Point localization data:

######

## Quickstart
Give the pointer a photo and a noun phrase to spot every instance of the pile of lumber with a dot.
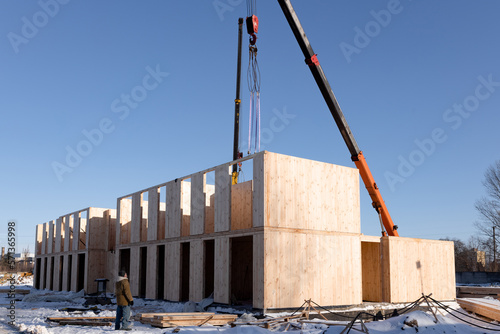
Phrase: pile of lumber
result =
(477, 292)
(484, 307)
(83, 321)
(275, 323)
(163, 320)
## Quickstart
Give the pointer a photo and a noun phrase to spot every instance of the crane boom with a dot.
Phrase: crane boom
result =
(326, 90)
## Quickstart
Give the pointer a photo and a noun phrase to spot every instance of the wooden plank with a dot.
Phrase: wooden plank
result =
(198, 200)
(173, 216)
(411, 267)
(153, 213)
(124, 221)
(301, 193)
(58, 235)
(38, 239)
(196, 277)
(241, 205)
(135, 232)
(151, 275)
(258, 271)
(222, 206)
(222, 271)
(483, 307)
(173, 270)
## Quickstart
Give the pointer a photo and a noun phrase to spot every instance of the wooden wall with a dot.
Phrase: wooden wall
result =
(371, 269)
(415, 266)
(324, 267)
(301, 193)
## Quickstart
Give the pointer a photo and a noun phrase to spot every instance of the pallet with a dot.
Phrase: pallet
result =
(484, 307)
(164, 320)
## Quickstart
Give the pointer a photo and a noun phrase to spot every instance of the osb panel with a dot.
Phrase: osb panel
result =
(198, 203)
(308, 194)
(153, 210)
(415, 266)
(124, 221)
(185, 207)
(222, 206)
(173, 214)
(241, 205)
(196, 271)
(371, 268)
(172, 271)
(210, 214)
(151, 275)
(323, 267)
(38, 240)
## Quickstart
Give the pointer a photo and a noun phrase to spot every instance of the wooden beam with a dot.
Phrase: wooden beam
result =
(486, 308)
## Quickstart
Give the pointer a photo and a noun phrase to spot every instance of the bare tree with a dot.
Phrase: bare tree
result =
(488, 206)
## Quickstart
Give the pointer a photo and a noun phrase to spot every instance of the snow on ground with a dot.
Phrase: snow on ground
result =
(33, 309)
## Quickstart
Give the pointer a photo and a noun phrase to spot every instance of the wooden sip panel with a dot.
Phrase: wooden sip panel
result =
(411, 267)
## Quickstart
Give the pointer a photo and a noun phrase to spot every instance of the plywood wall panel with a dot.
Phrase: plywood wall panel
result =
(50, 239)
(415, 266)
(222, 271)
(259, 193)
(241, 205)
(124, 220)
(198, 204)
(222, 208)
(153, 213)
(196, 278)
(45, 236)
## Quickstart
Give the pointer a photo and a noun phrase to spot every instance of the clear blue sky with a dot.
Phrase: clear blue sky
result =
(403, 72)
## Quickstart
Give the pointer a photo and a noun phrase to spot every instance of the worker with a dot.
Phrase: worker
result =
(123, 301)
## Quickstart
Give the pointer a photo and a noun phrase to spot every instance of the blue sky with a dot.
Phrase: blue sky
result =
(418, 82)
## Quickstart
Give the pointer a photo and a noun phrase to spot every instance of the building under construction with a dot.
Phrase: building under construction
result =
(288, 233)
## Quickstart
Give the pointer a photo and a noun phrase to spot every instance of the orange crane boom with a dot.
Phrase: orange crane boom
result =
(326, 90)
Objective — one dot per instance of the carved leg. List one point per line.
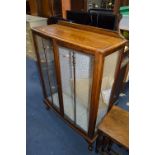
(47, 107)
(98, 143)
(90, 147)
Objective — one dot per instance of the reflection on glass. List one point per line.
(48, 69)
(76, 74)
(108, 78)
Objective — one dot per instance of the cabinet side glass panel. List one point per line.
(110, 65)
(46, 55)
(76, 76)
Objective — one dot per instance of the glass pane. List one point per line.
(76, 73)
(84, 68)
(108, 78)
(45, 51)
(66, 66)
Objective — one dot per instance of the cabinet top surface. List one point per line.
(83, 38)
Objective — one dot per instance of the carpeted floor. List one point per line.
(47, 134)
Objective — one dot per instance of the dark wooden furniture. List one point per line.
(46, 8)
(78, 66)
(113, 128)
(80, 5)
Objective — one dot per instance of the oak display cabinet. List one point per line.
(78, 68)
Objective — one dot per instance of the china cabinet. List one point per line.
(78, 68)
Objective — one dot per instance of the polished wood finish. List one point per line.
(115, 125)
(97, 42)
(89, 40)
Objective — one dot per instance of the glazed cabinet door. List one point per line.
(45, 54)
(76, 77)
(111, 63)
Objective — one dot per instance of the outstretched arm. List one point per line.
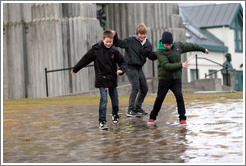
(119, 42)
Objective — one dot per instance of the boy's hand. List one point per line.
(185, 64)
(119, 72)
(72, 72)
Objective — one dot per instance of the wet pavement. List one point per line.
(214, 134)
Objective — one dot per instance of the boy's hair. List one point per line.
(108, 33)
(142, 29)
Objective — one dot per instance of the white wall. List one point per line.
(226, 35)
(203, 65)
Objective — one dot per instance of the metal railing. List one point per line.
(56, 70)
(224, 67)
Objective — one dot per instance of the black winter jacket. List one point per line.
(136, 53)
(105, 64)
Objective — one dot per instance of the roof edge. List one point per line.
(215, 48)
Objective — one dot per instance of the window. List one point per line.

######

**What you have to do**
Copy out each line carrying the string "plank" from the data.

**Response below**
Give the pointer a photo and a noun phrase to spot every instance of the wooden plank with a dot.
Phrase: wooden plank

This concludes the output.